> [Kaynak metin]:
<<<<

Sağlıklı çalışma koşulları isteyen 118 işçi Cengiz Holdinge ait Eti Bakır'dan atıldı

Mardin Mazıdağı'nda Cengiz Holdinge ait Eti Bakırın demiryolu inşaatında sağlıksız koşullarda çalışmak istemediklerini söyleyerek iş bırakan işçiler işten atıldı.

17 Nisan 2020 09:46
Paylaş

Cengiz Anıl BÖLÜKBAŞ
Mardin

Meclise "işten çıkarmaların 3 ay yasaklanacağı" propagandasıyla getirilen torba yasa teklifinin görüşmeleri sürerken, Cengiz Holding 118 işçiyi işten çıkardı. İşçiler koronavirüs salgını sürecinde çalışma koşullarının daha da ağırlaştığını belirterek hiçbir önlemin alınmadığını söyledi. Şirketin yasa geçmeden hemen önce fırsatçılık yaparak kendilerini işten çıkardığını ifade eden işçiler, işlerine dönmeyi ve çalışma koşullarının düzeltilmesini istedi.

>>>>

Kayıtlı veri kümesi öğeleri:
<<<<

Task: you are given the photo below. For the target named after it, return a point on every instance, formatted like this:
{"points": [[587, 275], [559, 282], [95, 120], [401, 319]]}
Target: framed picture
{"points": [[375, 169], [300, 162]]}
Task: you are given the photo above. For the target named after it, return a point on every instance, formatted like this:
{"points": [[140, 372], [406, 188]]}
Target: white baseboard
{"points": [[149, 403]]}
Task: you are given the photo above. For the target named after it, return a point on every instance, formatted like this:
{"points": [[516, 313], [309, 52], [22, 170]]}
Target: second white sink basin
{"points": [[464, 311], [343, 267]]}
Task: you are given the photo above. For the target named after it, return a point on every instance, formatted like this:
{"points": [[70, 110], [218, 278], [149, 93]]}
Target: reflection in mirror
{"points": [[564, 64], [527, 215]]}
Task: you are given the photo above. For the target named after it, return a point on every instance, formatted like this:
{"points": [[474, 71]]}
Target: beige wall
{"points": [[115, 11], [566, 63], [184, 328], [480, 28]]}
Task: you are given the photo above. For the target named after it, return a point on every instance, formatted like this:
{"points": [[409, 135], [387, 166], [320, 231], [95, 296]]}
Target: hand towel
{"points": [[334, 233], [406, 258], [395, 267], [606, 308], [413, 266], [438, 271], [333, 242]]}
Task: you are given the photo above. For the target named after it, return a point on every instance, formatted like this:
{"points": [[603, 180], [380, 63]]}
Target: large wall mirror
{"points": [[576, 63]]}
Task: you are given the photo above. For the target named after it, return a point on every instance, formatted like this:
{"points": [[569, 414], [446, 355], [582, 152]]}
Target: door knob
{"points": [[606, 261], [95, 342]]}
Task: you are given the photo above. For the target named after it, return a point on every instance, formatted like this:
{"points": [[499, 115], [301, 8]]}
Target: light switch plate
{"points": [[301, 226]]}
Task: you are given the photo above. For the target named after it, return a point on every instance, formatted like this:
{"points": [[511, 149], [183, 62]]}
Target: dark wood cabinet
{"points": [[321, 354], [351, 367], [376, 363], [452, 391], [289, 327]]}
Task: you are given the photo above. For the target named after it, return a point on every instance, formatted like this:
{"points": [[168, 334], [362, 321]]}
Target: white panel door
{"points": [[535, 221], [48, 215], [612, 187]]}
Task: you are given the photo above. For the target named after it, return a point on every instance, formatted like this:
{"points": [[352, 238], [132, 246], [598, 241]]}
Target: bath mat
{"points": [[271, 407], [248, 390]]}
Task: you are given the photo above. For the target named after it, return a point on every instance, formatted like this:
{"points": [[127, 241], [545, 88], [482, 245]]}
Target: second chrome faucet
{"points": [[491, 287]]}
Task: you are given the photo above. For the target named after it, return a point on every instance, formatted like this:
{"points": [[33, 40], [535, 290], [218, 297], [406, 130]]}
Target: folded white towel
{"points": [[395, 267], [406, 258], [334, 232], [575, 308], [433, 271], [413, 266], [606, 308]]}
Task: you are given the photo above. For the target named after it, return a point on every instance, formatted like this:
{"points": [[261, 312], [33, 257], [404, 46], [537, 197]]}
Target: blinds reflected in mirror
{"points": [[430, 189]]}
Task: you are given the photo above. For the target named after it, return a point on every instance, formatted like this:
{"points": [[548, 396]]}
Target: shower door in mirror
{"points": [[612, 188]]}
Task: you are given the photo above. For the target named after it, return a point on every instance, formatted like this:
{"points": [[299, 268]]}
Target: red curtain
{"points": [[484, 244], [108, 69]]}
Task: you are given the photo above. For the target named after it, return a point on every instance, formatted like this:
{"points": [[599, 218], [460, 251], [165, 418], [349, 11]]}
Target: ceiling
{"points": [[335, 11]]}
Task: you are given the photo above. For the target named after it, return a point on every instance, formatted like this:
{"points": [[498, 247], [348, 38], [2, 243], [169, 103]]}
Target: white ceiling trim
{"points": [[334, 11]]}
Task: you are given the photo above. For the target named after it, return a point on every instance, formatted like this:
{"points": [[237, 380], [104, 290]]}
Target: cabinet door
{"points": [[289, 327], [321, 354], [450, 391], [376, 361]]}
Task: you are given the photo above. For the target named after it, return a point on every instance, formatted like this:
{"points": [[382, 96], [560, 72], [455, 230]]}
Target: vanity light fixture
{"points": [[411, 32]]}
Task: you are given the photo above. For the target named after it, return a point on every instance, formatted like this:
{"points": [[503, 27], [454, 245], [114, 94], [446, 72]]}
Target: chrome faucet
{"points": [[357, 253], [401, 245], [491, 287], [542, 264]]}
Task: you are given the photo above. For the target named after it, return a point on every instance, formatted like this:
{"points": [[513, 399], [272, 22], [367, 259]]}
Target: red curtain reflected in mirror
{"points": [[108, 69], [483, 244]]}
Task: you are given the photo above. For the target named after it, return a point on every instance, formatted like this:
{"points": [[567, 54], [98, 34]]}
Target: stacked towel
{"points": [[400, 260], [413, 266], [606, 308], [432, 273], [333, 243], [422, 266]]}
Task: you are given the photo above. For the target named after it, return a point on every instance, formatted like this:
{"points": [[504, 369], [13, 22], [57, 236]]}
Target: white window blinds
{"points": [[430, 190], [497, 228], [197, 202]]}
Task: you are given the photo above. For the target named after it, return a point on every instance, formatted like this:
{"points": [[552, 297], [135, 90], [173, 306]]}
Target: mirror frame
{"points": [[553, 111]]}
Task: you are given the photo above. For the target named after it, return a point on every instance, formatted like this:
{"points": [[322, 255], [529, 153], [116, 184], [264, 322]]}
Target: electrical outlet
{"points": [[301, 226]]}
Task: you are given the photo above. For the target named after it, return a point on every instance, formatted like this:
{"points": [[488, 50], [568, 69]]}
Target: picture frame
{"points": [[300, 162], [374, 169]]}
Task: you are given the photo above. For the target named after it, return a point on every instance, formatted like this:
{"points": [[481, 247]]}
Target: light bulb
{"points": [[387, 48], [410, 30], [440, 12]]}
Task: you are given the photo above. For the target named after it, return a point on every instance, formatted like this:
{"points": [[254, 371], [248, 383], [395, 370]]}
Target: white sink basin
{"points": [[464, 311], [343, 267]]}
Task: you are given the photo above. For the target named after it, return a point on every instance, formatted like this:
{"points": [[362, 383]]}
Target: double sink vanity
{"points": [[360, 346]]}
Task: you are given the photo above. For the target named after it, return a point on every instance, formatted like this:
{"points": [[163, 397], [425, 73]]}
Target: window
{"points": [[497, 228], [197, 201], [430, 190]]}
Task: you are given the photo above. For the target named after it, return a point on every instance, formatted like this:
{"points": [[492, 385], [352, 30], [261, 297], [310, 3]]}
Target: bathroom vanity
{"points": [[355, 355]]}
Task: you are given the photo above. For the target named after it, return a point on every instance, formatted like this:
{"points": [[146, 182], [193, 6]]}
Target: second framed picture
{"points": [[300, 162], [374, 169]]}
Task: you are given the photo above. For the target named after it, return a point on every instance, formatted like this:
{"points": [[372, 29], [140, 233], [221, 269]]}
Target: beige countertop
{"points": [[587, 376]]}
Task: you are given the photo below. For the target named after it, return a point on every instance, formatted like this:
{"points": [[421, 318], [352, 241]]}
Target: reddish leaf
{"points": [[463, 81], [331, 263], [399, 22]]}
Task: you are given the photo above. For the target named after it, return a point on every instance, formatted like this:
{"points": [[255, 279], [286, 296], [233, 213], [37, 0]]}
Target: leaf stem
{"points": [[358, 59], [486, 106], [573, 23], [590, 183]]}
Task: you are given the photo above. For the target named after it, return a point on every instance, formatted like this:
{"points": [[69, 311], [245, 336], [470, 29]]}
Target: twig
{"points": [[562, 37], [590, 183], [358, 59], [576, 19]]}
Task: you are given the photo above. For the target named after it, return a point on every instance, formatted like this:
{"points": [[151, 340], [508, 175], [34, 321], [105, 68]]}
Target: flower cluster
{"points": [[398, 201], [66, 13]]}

>>>>

> [Görev tanımı]:
İşçilerin işten atılmasıyla ilgili haberde "Cengiz Anıl BÖLÜKBAŞ" ifadesinden "koşullarının düzeltilmesini istedi." ifadesine kadar olan kısmı hiç değiştirmeden yazın.

> [Görevin yanıtı]:
Cengiz Anıl BÖLÜKBAŞ
Mardin

Meclise "işten çıkarmaların 3 ay yasaklanacağı" propagandasıyla getirilen torba yasa teklifinin görüşmeleri sürerken, Cengiz Holding 118 işçiyi işten çıkardı. İşçiler koronavirüs salgını sürecinde çalışma koşullarının daha da ağırlaştığını belirterek hiçbir önlemin alınmadığını söyledi. Şirketin yasa geçmeden hemen önce fırsatçılık yaparak kendilerini işten çıkardığını ifade eden işçiler, işlerine dönmeyi ve çalışma koşullarının düzeltilmesini istedi.